▶ **Exercise**
Which lines in the data below contain the string "chimney"? Pick out each one and copy it in full, treating uppercase and lowercase as different.

--- start Supplied material ---

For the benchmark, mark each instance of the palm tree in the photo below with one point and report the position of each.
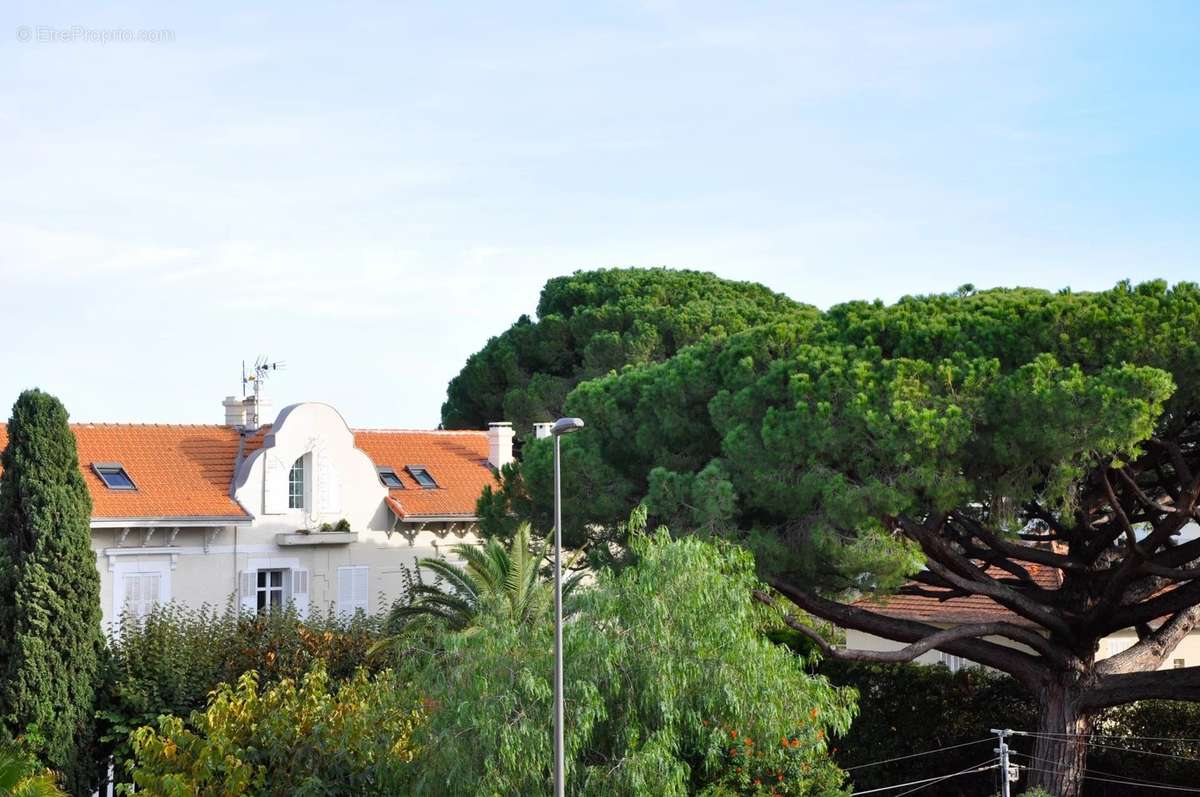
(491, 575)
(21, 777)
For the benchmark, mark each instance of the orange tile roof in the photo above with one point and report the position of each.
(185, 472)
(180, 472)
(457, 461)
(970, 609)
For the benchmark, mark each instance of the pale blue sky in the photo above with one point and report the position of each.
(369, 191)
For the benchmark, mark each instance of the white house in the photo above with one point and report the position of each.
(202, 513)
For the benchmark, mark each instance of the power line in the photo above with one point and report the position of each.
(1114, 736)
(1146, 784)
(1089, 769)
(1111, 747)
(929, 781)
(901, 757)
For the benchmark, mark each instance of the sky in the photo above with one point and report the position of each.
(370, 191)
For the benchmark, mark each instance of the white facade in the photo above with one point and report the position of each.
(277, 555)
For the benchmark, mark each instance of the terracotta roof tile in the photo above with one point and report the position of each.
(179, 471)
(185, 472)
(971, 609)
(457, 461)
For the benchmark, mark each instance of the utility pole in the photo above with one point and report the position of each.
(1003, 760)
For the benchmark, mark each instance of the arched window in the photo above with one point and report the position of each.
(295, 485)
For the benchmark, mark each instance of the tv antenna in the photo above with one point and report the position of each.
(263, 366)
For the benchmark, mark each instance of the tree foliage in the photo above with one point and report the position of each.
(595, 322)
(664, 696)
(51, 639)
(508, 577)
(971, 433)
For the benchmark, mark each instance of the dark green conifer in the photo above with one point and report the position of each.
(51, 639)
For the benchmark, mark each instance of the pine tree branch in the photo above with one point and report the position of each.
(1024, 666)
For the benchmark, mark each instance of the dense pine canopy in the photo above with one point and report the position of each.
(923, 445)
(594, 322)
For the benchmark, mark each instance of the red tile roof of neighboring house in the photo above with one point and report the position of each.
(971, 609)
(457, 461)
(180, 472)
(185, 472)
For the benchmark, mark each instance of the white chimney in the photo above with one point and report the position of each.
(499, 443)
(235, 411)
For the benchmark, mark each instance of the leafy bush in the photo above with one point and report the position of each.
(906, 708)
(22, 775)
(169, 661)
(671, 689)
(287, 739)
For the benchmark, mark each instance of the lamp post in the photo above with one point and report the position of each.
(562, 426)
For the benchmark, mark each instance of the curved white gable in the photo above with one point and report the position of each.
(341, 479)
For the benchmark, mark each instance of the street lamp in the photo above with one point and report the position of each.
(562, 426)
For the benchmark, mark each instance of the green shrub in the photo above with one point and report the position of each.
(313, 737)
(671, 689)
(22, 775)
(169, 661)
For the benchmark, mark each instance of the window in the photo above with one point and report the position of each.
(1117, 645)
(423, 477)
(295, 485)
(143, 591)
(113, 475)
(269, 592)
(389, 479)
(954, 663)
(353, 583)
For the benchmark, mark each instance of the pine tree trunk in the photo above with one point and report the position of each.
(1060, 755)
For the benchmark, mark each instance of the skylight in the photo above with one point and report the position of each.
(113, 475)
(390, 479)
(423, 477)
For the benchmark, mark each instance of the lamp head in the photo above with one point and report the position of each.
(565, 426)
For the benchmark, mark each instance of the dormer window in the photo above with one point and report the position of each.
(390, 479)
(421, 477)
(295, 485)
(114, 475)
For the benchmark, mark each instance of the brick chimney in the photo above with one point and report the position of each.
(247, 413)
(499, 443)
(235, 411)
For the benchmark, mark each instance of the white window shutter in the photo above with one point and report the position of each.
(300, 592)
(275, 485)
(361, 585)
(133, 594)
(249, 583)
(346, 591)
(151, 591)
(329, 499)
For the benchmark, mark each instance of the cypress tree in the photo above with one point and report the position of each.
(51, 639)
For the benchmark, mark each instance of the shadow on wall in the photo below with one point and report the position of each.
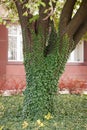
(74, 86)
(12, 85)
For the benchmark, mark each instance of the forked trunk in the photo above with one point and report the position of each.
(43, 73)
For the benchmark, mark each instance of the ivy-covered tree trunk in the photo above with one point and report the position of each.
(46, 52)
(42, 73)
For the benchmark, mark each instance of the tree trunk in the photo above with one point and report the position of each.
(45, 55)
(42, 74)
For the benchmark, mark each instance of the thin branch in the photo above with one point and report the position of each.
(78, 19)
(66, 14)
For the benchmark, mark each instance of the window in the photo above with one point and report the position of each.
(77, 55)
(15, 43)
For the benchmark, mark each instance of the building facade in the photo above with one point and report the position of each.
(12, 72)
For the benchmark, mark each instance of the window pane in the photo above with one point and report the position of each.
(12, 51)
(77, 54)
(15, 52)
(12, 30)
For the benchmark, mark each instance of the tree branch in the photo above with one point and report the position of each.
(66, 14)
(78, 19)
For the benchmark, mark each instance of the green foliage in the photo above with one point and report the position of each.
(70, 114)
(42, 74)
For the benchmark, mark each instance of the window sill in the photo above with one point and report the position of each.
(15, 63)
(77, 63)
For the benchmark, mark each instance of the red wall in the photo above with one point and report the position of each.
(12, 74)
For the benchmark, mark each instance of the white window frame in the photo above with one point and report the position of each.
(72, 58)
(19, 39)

--- end Supplied material ---
--- start Supplied material ---

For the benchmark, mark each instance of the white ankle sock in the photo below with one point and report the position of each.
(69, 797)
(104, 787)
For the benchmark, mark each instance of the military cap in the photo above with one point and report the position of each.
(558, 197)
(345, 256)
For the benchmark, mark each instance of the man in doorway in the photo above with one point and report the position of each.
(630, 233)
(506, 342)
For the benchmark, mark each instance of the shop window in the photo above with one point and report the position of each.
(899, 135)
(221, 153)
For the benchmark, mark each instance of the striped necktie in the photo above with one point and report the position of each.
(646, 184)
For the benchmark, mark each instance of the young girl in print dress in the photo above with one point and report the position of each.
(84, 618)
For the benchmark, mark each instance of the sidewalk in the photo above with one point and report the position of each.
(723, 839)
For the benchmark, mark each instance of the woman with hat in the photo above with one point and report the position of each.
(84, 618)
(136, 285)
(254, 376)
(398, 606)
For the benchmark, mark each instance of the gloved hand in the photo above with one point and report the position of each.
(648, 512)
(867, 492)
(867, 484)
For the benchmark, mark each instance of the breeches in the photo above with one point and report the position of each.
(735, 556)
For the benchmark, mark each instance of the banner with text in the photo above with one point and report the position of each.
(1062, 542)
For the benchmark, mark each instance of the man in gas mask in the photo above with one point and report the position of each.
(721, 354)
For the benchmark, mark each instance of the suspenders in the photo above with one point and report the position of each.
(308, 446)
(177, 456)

--- end Supplied material ---

▶ **Task solution**
For the benchmark, mark each instance of the white chimney in the photo above with one point and report the position of each.
For the benchmark, mark each instance of the brick chimney in the photo above with one point and report the position of each.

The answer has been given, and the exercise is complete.